*Problem details*
Can you reproduce the listing below with every "photo" changed to "image" and nothing else altered? Omit the pictures from your version.

[Stored items]
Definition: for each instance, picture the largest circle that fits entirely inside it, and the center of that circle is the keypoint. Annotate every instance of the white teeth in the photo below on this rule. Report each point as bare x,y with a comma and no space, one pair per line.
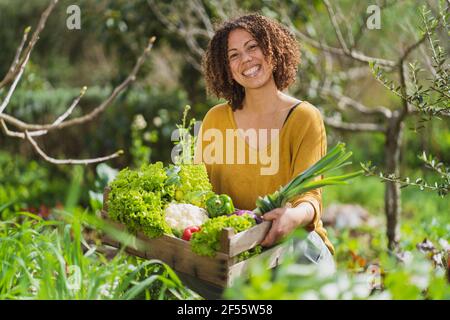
251,72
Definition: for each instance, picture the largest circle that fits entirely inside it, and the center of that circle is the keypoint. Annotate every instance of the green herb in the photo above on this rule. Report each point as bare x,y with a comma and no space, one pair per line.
137,199
218,205
304,182
206,242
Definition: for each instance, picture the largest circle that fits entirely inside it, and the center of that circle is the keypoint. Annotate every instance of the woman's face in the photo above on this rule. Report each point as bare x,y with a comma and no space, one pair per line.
249,67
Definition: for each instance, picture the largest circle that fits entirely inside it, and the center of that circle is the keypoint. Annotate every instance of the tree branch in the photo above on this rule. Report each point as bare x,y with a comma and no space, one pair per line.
91,115
69,161
355,55
344,101
12,88
354,127
12,73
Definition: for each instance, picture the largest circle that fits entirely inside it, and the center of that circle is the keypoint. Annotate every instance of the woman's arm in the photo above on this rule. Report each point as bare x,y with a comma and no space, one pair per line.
286,220
306,208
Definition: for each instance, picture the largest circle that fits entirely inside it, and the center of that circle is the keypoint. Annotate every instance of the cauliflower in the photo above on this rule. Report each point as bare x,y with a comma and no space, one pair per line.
179,216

*Task response*
Definition: for each instance, picture the largest circle that fits entirely inside it, and the center of that circle is the keypoint. Annotate every instance of the white teeth in the image below on this rule. Report each point as bare x,y with a comma and no space, one pair per line.
251,72
Definition: for each instance, picture the largest circle that fits entirely inside it, and the center of that circle is the keypoint. Annotate every instance of the green herb in the image above on this rule. Report each point as bare x,y with a comma and no space, one pair per line.
137,199
218,205
304,182
206,242
Definition: for each instance, picture the largest circle that fits entirely inside it, and the center of that circle is the keypoint. Annotate every instance of the woman's face in the image above on this rule. Report each point as bare x,y with a comma and no space, one pair per line.
249,67
Definition: for each instance, picture the largest circle that fits entirely inside it, and the center of that circle is the keypoint. Annotate every instance of the tree branch in the image above on this rule. Report each point as bare x,y with a comma and no space, one pair per line.
91,115
69,161
355,55
344,101
12,88
354,127
12,73
Definition: for each instance, picture the largest circle that fits entirely inside it, and the center of that circle is the keypoint. Annotate every instance of the woman's arm in the image above on this rule. Report each point as bare x,y with a comma and no space, one pair per line.
286,220
306,208
Definition: for each instance, picture the largest circle that fits entirely inside it, and the center of that circle is the keypoint. Annotate every instance of the cauliflower in the image above on this rule. Report each point as bare x,y with a comma and no space, one pair per line.
179,216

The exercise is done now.